◆ To do
Below are some records. Return exactly the lines from the one containing "Please indicate the light" through the one containing "Please indicate the white column", both included, and only those.

◆ Source information
• • • • •
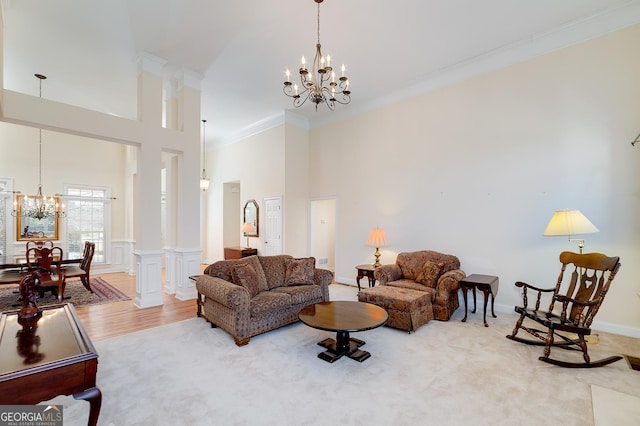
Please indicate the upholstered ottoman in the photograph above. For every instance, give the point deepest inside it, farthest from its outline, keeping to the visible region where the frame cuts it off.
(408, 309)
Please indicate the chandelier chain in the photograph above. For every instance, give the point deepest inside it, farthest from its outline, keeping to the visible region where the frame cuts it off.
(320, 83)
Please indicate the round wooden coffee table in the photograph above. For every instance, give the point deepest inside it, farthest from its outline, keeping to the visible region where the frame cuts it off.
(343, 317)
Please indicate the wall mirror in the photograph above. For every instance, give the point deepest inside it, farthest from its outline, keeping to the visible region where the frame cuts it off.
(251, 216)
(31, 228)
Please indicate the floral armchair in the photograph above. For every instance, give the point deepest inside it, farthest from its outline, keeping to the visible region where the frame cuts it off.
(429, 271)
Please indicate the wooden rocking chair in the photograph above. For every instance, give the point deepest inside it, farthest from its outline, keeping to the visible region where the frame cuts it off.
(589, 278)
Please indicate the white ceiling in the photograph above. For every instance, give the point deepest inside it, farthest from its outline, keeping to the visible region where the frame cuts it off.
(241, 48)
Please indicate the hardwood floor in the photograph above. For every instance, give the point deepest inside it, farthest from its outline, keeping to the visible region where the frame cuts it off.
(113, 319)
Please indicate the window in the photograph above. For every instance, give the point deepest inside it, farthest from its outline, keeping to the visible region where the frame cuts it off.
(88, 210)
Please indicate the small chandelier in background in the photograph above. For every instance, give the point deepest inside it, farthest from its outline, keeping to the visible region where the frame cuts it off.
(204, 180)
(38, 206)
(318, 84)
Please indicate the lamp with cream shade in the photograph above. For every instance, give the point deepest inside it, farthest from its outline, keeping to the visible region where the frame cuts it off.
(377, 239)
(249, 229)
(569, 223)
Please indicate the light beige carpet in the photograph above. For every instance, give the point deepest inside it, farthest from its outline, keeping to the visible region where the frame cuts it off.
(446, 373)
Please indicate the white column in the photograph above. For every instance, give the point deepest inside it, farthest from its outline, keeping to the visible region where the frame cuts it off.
• • • • •
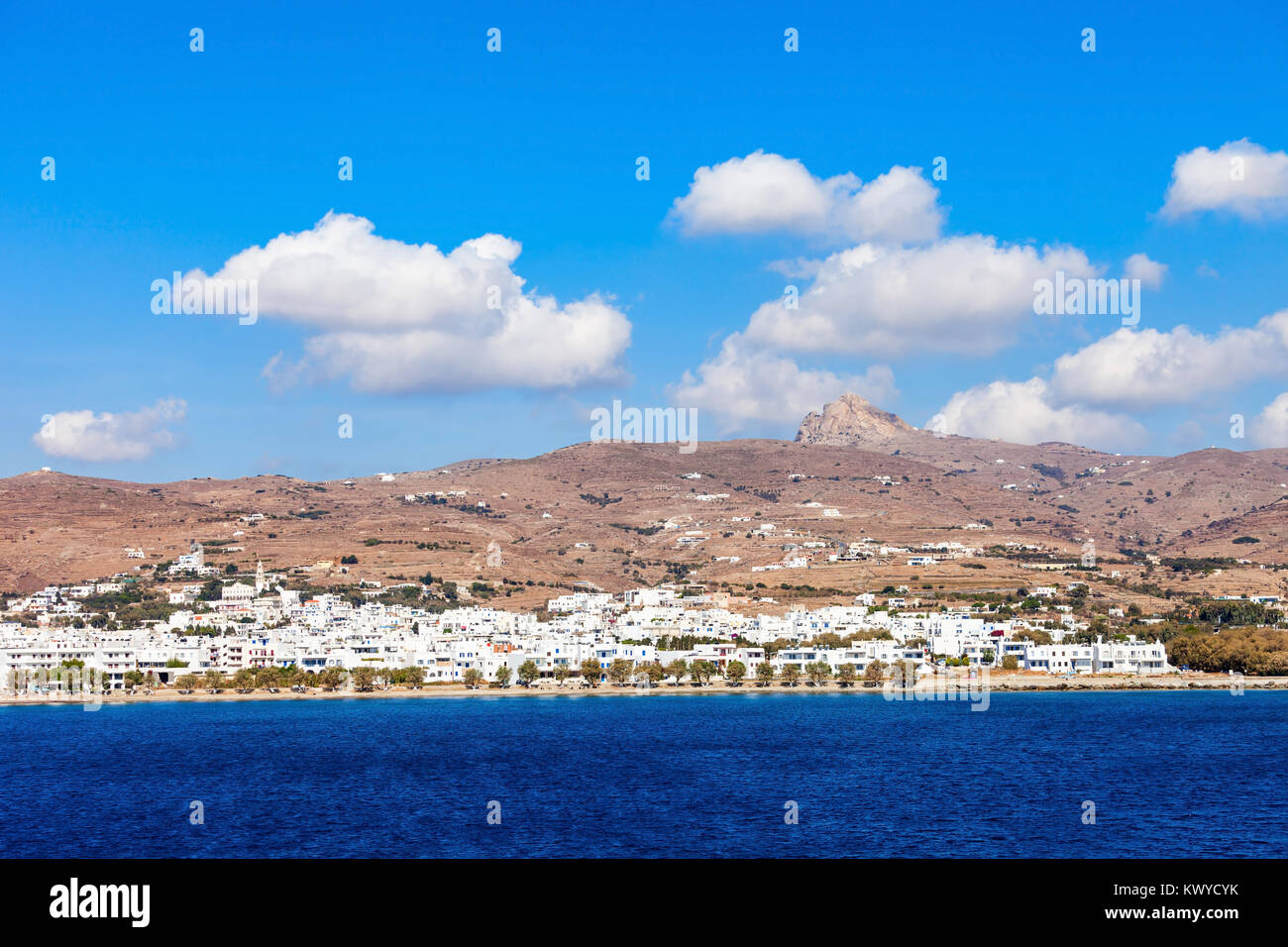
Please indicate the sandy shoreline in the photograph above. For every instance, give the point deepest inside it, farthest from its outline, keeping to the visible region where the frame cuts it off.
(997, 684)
• • • • •
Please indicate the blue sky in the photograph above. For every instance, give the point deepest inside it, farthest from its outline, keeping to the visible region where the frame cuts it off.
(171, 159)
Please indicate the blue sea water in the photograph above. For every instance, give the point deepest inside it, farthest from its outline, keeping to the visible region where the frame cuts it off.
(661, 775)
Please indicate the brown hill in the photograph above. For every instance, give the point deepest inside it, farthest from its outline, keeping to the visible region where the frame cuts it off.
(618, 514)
• • • • •
◆ Answer
Please indicate the light beige carpet in the photograph above. For every instance, give the point deepest inside it, farthest from its outline, keeping to the visible region where the frame cuts it off.
(446, 373)
Please indicate the white column in the photograph above. For every instance, give the point deepest inside it, farthest from its outline, keeping to the visible region where the frame cuts it off.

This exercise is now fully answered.